THE TASK —
Nothing in the data should be altered when it is repeated in full.
*** Opening INFORMATION PROVIDED ***
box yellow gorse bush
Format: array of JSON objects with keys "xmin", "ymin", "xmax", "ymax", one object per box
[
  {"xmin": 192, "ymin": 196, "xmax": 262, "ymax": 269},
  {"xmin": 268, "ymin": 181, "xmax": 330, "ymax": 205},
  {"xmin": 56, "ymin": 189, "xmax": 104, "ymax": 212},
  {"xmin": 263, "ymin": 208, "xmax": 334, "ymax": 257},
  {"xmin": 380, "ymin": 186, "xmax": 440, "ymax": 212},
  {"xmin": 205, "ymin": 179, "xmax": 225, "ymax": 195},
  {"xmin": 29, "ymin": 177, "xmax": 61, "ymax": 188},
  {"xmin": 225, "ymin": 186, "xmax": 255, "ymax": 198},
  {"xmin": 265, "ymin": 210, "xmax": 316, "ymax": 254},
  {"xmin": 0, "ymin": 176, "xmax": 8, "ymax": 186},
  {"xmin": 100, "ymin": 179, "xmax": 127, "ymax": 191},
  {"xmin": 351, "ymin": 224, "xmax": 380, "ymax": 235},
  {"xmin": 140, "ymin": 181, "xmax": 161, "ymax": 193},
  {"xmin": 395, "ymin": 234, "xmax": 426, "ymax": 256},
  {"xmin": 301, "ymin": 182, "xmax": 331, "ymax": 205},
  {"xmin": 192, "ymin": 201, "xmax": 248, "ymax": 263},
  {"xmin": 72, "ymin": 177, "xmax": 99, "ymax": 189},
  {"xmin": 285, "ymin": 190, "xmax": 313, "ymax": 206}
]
*** Closing INFORMATION PROVIDED ***
REPLY —
box yellow gorse bush
Format: array of JSON objects with keys "xmin", "ymin", "xmax", "ymax", one object per box
[
  {"xmin": 192, "ymin": 196, "xmax": 262, "ymax": 269},
  {"xmin": 268, "ymin": 181, "xmax": 330, "ymax": 205},
  {"xmin": 56, "ymin": 189, "xmax": 104, "ymax": 212},
  {"xmin": 263, "ymin": 208, "xmax": 334, "ymax": 257},
  {"xmin": 380, "ymin": 186, "xmax": 440, "ymax": 212},
  {"xmin": 205, "ymin": 179, "xmax": 225, "ymax": 195},
  {"xmin": 29, "ymin": 177, "xmax": 61, "ymax": 188},
  {"xmin": 225, "ymin": 186, "xmax": 255, "ymax": 198},
  {"xmin": 265, "ymin": 210, "xmax": 316, "ymax": 254},
  {"xmin": 0, "ymin": 176, "xmax": 8, "ymax": 186},
  {"xmin": 100, "ymin": 179, "xmax": 127, "ymax": 191},
  {"xmin": 351, "ymin": 224, "xmax": 380, "ymax": 235},
  {"xmin": 140, "ymin": 181, "xmax": 161, "ymax": 193},
  {"xmin": 395, "ymin": 234, "xmax": 426, "ymax": 256},
  {"xmin": 301, "ymin": 182, "xmax": 331, "ymax": 205},
  {"xmin": 192, "ymin": 201, "xmax": 248, "ymax": 263},
  {"xmin": 72, "ymin": 177, "xmax": 99, "ymax": 189},
  {"xmin": 285, "ymin": 190, "xmax": 313, "ymax": 206}
]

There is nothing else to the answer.